Each entry below is to be reproduced exactly, though any pictures it holds must be omitted.

═══ Source material

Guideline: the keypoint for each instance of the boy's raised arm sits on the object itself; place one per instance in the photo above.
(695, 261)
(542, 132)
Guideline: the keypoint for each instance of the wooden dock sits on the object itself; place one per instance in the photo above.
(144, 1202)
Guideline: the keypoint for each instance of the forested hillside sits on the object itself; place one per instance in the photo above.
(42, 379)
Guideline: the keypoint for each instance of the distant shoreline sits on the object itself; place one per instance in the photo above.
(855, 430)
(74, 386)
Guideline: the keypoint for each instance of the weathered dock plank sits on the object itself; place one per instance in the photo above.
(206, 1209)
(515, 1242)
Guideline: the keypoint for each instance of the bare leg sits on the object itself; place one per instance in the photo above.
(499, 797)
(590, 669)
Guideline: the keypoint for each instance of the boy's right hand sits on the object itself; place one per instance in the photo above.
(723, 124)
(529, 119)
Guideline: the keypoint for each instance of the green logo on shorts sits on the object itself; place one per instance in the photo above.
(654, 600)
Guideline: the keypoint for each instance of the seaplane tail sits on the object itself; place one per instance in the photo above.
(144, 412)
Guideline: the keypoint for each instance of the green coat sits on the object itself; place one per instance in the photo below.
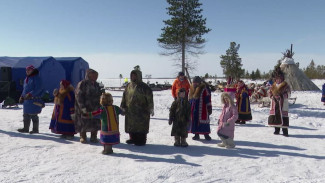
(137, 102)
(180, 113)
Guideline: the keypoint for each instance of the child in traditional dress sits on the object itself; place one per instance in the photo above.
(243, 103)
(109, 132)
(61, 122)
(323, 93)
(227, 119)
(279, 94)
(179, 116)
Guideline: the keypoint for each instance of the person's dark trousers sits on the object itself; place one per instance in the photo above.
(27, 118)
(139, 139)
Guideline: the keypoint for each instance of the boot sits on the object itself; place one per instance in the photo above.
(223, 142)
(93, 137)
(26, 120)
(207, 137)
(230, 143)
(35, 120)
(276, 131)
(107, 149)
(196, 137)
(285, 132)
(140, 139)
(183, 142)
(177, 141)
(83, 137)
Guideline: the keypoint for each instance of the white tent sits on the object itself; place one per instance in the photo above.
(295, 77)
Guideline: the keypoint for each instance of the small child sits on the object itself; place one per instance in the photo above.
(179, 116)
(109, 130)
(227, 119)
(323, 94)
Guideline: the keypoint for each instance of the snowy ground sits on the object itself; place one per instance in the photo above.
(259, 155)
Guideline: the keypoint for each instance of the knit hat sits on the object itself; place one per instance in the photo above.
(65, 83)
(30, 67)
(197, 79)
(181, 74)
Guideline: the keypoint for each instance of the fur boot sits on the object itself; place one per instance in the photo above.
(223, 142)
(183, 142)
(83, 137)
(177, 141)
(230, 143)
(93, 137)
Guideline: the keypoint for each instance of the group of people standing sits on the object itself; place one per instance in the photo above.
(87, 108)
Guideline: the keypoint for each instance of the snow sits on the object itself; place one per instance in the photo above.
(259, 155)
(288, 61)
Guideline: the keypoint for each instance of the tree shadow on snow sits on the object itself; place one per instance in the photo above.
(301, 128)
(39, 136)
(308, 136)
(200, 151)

══════

Solved problem
Guideline: the keypoint for each instance of the boy's raised arm sits on the object itself; place one per instance in the photo above.
(695, 261)
(542, 132)
Guideline: the keypoint for each instance of the wooden dock sits on the object itself; place one per instance in the photo above.
(144, 1202)
Guideline: the keypoint for each instance of the forested hillside sits on the object itself; place one per instance in the photo above.
(42, 379)
Guideline: the keypoint for each instance of the distant shoreline sits on the object itself; place one per instance in the photo above.
(855, 430)
(74, 386)
Guideline: the keypoint for each instance of the weathered dock plank sits on the object itself; place one per instance in the photo above.
(206, 1209)
(515, 1242)
Guideline: the keypoint for each instance of the bare leg sits on the object itself; place one per instance in the photo above.
(499, 797)
(590, 669)
Guideline: the keypoint for each instance of the boy's right hand sits on the object itself; place one per instance in the photo above.
(723, 124)
(529, 119)
Guideline: the keypoint for each instance of the green logo on shorts sits on the object itself; place one per instance in the photo above.
(654, 600)
Guideline: the keypoint for each instance of the seaplane tail sits on the object itself; place one per instance in the photo above.
(144, 412)
Guideline: the keypoint for each instance of the green coat sits on the object itself; place one per instance in the photo below.
(137, 102)
(180, 113)
Guideline: the keypoint for each instance of the child in traditional dress sits on the object itself; place one per instance in the photo above.
(243, 103)
(109, 132)
(61, 122)
(323, 93)
(227, 119)
(279, 94)
(179, 116)
Guideline: the keypoint for each instance of the person's dark trousers sits on the object itself; place one per instance in the photo above.
(27, 118)
(139, 139)
Guideline: the keypoint for each instance of the boot sits on the object itself; place one per instance in the photo above.
(223, 142)
(93, 137)
(26, 120)
(207, 137)
(230, 143)
(35, 120)
(276, 131)
(107, 149)
(196, 137)
(285, 132)
(140, 139)
(183, 142)
(177, 141)
(83, 137)
Guideline: the keypoint for each instance of the white tent sits on the object itself; place one per instance in the photo above.
(295, 77)
Guideline: the keypoint for each instance of the small child sits on the object itself; place one per instance in the photo above.
(179, 116)
(109, 130)
(227, 119)
(323, 94)
Guideline: the keypoint for each instance of the snowy ground sits on the object itself; place one per instance in the photo above.
(259, 155)
Guideline: the keypoint for each instance of the knit hat sits on the object itself; place one per instance in the photo above.
(65, 83)
(30, 67)
(197, 79)
(181, 74)
Guideline: the keypoint for each instance of the fur boot sits on the object itself; place one per instance in the photo above.
(223, 142)
(183, 142)
(83, 137)
(177, 141)
(230, 143)
(93, 137)
Guideline: the keypoint for each instance of the group of people standing sits on the object itself; place one per instance in the photo above.
(87, 108)
Guideline: the keypoint for each instance of the snow sits on the object itself; place one per instance in the photo above.
(259, 155)
(288, 61)
Guideline: the keypoint for each instance of the tree shadow on snow sits on the object itself; place one per instance in the photo above.
(301, 128)
(39, 136)
(308, 136)
(200, 151)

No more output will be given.